From the items below, reproduce word for word the lines from the one containing "In the photo above, where can the shrub" through the one containing "point(692, 179)", including both of those lines. Return only these lines.

* * * *

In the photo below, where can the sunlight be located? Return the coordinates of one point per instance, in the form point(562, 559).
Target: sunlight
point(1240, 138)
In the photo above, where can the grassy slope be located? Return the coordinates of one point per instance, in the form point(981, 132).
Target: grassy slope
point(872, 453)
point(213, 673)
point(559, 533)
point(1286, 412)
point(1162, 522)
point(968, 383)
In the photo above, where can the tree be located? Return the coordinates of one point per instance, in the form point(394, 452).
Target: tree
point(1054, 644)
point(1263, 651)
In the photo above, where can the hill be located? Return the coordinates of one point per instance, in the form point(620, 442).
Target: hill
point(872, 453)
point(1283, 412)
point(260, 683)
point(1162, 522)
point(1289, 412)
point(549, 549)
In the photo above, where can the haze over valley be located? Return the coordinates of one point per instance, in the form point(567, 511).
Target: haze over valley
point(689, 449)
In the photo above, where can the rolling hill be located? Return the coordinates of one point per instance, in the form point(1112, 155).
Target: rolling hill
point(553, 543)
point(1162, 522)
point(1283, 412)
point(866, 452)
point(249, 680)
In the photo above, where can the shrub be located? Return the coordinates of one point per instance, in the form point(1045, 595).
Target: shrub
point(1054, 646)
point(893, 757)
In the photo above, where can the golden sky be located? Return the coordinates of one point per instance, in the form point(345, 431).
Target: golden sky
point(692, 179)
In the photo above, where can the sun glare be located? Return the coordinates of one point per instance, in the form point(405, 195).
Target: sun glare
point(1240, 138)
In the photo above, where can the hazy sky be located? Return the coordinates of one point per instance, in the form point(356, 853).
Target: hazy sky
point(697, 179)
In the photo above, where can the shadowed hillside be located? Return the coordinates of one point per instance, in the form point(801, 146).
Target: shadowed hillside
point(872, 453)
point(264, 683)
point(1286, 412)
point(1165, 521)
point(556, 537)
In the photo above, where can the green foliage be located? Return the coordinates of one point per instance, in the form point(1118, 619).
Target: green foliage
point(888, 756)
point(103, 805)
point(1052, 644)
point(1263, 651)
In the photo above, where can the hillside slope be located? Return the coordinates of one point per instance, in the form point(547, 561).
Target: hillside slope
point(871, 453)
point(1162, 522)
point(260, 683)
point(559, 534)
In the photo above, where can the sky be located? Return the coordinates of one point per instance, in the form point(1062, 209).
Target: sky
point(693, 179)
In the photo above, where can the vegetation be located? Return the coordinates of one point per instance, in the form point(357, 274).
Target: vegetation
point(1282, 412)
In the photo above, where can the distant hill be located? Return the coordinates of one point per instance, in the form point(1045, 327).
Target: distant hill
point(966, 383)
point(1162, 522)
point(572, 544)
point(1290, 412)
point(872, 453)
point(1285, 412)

* * * *

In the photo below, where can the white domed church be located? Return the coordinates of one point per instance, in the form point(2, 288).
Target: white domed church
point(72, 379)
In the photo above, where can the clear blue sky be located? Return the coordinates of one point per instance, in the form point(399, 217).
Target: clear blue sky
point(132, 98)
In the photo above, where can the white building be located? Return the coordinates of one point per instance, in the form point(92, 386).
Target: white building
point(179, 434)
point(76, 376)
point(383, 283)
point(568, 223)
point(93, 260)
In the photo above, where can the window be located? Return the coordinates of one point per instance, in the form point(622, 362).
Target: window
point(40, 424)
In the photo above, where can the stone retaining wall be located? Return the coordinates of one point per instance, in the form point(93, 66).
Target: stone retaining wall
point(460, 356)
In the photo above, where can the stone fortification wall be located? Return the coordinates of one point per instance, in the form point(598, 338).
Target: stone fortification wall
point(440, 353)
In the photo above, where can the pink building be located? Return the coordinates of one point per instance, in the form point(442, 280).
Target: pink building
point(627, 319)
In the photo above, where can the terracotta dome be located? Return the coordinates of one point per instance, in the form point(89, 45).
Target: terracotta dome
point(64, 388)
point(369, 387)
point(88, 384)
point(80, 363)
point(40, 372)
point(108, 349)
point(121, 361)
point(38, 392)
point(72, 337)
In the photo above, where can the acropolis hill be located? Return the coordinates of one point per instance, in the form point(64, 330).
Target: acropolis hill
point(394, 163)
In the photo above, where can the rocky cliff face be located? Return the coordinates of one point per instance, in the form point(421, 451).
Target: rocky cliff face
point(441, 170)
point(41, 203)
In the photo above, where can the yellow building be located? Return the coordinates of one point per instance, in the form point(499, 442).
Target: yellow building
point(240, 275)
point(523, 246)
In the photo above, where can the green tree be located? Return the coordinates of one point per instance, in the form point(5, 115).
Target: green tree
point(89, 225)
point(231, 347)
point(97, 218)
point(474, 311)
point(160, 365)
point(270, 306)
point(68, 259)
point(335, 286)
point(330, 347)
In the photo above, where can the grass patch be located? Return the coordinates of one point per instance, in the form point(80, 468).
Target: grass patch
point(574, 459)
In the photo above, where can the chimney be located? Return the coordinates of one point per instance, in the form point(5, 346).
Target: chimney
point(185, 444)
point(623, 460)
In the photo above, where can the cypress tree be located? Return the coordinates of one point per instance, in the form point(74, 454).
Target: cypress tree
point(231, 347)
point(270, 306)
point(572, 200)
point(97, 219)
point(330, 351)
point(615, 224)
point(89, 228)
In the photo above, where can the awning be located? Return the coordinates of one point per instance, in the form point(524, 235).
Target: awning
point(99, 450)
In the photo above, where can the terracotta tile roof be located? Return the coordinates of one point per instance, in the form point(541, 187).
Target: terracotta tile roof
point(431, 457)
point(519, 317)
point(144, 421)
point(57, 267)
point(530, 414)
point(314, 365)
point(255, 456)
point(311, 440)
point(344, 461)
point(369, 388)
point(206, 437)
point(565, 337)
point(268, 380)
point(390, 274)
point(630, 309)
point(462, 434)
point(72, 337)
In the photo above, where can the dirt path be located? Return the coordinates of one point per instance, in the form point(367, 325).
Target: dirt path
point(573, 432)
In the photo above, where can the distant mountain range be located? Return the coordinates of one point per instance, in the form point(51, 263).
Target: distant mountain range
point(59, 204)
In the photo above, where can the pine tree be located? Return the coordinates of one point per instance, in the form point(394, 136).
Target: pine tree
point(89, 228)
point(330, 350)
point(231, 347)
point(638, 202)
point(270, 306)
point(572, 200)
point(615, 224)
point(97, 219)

* * * *

▶ [RESULT FOR THIS TASK]
In the photo above, where can the shrub be located? Return the coordinates of one point per instance, in the form point(1045, 595).
Target: shrub
point(1054, 646)
point(893, 757)
In the photo above, where can the golden sky be located? Return the coordinates of one point per instance, in the form point(345, 431).
Target: golden sky
point(692, 179)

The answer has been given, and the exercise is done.